TASK DATA =
:::
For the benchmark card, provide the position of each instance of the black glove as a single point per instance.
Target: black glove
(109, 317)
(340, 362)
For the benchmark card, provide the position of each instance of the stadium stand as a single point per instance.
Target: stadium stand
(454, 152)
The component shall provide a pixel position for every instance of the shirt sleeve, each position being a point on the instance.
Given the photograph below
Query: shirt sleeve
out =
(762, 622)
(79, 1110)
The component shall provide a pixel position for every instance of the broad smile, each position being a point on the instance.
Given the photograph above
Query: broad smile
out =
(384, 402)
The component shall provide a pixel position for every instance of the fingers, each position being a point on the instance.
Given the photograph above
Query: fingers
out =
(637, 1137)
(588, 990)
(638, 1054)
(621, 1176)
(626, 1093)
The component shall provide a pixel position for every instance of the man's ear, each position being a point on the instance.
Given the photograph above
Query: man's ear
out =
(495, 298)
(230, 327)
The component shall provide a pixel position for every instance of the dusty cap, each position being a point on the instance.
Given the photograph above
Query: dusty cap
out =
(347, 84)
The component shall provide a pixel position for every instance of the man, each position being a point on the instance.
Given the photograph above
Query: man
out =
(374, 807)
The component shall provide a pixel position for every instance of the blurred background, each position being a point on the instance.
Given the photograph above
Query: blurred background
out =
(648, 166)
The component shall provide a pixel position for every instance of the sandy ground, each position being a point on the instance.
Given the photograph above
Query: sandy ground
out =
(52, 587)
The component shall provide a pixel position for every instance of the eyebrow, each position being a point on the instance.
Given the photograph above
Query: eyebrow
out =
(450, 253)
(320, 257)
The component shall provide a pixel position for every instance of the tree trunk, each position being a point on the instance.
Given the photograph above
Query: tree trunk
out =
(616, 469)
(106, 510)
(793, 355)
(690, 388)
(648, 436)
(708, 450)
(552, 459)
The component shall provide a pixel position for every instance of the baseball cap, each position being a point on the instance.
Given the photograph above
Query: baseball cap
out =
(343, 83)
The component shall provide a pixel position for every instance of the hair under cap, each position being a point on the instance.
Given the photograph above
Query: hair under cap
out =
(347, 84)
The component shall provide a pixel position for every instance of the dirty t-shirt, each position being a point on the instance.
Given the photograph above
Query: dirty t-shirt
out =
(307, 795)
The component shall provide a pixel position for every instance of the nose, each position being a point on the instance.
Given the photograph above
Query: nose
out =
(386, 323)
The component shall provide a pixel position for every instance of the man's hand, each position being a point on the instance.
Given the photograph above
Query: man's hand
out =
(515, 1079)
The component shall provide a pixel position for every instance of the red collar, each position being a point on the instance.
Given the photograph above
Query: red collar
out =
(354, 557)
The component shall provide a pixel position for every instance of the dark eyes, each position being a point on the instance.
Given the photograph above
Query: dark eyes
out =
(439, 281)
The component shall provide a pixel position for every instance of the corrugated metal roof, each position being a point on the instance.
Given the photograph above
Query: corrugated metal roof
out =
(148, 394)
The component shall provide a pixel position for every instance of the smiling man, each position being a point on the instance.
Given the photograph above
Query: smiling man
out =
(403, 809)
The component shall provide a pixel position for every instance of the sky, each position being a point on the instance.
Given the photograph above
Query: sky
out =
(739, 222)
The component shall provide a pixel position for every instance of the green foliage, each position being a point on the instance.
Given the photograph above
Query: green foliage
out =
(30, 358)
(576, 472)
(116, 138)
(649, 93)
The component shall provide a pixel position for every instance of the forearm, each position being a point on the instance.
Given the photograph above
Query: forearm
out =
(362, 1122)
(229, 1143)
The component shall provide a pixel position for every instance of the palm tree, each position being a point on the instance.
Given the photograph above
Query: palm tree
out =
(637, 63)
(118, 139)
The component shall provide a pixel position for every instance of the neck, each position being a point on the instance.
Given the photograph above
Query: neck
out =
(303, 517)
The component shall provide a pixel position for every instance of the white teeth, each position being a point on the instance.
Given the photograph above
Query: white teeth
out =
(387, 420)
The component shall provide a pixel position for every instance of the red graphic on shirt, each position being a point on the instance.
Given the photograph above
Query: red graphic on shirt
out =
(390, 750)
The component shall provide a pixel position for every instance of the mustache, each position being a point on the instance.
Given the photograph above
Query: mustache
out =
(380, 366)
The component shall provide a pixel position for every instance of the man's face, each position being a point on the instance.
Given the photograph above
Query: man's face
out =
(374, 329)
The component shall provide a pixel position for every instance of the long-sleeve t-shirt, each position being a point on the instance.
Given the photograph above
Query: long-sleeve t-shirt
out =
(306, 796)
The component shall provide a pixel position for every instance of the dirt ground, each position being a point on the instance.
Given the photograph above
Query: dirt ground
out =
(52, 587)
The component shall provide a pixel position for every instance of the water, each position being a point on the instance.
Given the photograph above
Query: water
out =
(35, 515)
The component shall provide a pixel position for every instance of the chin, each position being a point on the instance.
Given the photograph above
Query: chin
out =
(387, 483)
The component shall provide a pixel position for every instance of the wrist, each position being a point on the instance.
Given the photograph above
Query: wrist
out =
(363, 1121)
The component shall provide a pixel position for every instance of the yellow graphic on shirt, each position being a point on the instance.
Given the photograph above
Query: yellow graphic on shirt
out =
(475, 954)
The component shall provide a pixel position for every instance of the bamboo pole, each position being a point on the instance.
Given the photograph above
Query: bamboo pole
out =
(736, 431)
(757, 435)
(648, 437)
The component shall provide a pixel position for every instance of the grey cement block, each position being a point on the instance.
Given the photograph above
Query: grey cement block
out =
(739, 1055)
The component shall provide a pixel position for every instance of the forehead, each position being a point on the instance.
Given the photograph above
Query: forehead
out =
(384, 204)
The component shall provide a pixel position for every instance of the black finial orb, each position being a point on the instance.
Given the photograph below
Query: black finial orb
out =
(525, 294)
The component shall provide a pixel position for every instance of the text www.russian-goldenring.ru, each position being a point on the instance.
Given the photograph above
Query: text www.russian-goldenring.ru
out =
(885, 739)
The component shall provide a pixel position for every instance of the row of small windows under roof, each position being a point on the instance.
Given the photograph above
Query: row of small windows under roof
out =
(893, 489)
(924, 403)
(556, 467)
:::
Exactly reproduce all of the entries above.

EXERCISE SOLUTION =
For the benchmark card, provide the position of each instance of the black glove as a single point per instance.
Target: black glove
(109, 317)
(340, 362)
For the benchmark card, provide the position of each instance of the stadium stand as a single point per instance.
Target: stadium stand
(454, 152)
The component shall provide a pixel position for every instance of the shirt sleeve, each position being a point on the instance.
Given the photograph below
Query: shirt sleeve
out =
(762, 622)
(79, 1110)
The component shall provide a pixel position for every instance of the broad smile, each position being a point on the instance.
Given the photograph above
Query: broad smile
out =
(384, 402)
The component shall provide a pixel position for every instance of the fingers, each position being a point on the instance.
Given the photograph above
Query: fingers
out =
(637, 1137)
(588, 990)
(638, 1054)
(621, 1176)
(626, 1093)
The component shall provide a pixel position for every instance of the man's ear, each position being a point on the instance.
Given the photograph above
Query: man's ear
out =
(495, 298)
(230, 327)
The component shall provide a pixel position for every instance of the dusty cap, each position being a point on the instance.
Given the photograph above
Query: dusty cap
out =
(347, 84)
The component shall provide a pixel position for every instance of the man, each position being a point on the instance.
Given the photograph above
Query: man
out =
(374, 807)
The component shall provide a pixel position for every instance of the blurred background, each position being a point on the instance.
Given the photograph above
Query: blurred background
out =
(648, 166)
The component shall provide a pixel position for every instance of the sandy ground, each position being a point on the instance.
Given the photograph above
Query: sandy ground
out =
(52, 587)
The component shall provide a pixel position for every instance of the eyebrow, each position being a point on the instance.
Given the photograph above
Query: eyebrow
out =
(450, 253)
(320, 257)
The component shall provide a pixel position for every instance of the tree trunk, each position being a point on the instance.
Given the photograph above
Query: tree trunk
out =
(616, 469)
(106, 510)
(793, 355)
(690, 388)
(648, 436)
(708, 450)
(552, 459)
The component shall provide a pixel position for every instance of the baseball cap, each position being a point on the instance.
Given the photograph above
Query: baseball cap
out =
(343, 83)
The component shall provide a pixel position for every instance of the hair under cap, each position being a point on the instance.
Given the photograph above
Query: hair under cap
out =
(347, 84)
The component shall provide a pixel position for every instance of the dirty t-shirt, each position being a point on the instance.
Given the photograph above
Query: dirty t-shirt
out =
(307, 795)
The component shall provide a pixel position for every instance of the nose, each position being a point on the instance.
Given the photograph above
Query: nose
out =
(386, 323)
The component shall provide a pixel position for every instance of the man's hand, each position being a point on the instance.
Given the photograph above
Query: man's hand
out =
(515, 1079)
The component shall provide a pixel position for every instance of the red collar, each position being a point on the instance.
Given the photograph above
Query: red collar
out =
(354, 557)
The component shall provide a pixel position for every instance of the dark eyes, each position being a point on the instance.
Given the photograph above
Query: dark eyes
out =
(439, 281)
The component shall provide a pixel position for every instance of the corrugated metal roof, each position being a point on the instance.
Given the photograph above
Query: corrugated metal roof
out =
(148, 394)
The component shall provide a pixel position for every instance of the smiling man, each position being a point on the instance.
Given the photograph above
Query: smiling man
out =
(403, 809)
The component shall provide a pixel position for every instance of the sky, each position being a point on the instance.
Given the photograph above
Query: sky
out =
(739, 222)
The component shall provide a pixel position for every instance of the green foliage, each position being a point on the instance.
Given the photograph above
Query: green foliage
out =
(30, 358)
(576, 472)
(116, 138)
(649, 93)
The component shall provide a pixel position for every instance of the forearm, each position being a point on the instance.
Given the photograph above
Query: forearm
out =
(362, 1122)
(229, 1143)
The component shall provide a pixel position for every instance of the palm tree, each position being a point on the instance.
Given the photograph above
Query: palm tree
out =
(637, 63)
(118, 139)
The component shall provide a pixel position for every instance of the neck, each position being a point on the instance.
Given the photograph above
Query: neck
out =
(303, 517)
The component shall provide a pixel position for every instance of the white teeth, each position being a point on the instance.
Given the photograph above
Query: white teeth
out =
(387, 420)
The component shall provide a pixel position for every instance of the red graphic on shirt, each position being a point on the instance.
Given the photograph above
Query: red graphic on shirt
out =
(390, 750)
The component shall provide a pixel position for every instance of the mustache, each position being a point on the instance.
Given the photograph above
Query: mustache
out =
(380, 366)
The component shall provide a pixel position for every instance of the man's face, each position being a point on the instance.
Given the photograph above
Query: man's face
out =
(374, 329)
The component shall provide a pixel position for every instance of the long-sleeve t-shirt, each position being a point on the instance.
Given the photograph above
Query: long-sleeve t-shirt
out =
(306, 796)
The component shall provide a pixel position for every instance of the dirt ground, each position being a point on the instance.
Given the photograph above
Query: dirt ground
out =
(52, 587)
The component shall provide a pixel position for every instance of the water, each position being a point on the instance.
Given the photograph above
Query: water
out =
(35, 515)
The component shall provide a pixel position for every instance of the chin, each position being a point on the instance.
Given the photograph above
Query: chin
out =
(387, 483)
The component shall provide a pixel position for every instance of the wrist, each position being a point on the instance.
Given the photograph above
Query: wrist
out =
(363, 1121)
The component shall provide a pixel position for every instance of the yellow graphic on shirt, each position being a point on the instance.
Given the photograph above
Query: yellow graphic on shirt
out =
(475, 954)
The component shall provide a pixel position for every instance of the bamboo pole, each position being a point on the instance.
Given the photograph above
Query: bamboo pole
out =
(736, 431)
(757, 435)
(648, 437)
The component shall provide a pixel position for every instance of the grey cement block, each position being a point on the instance.
Given the photograph above
Query: grey cement block
out =
(739, 1055)
The component shall provide a pixel position for every instance of the forehead, each position being a point on the instance.
Given the photograph above
Query: forehead
out =
(384, 204)
The component shall provide a pixel position for every instance of the black finial orb, each position being a point on the instance.
Given the photograph below
Query: black finial orb
out =
(525, 294)
The component shall provide a pixel position for every instance of the text www.russian-goldenring.ru, each position being a point on the instance.
Given the photograph above
Query: text www.russian-goldenring.ru
out =
(885, 739)
The component shall provide a pixel position for every instance of the row of small windows under roof, each position being a point on the instance.
Given the photograph above
Query: row of small windows under roof
out =
(893, 489)
(924, 403)
(556, 467)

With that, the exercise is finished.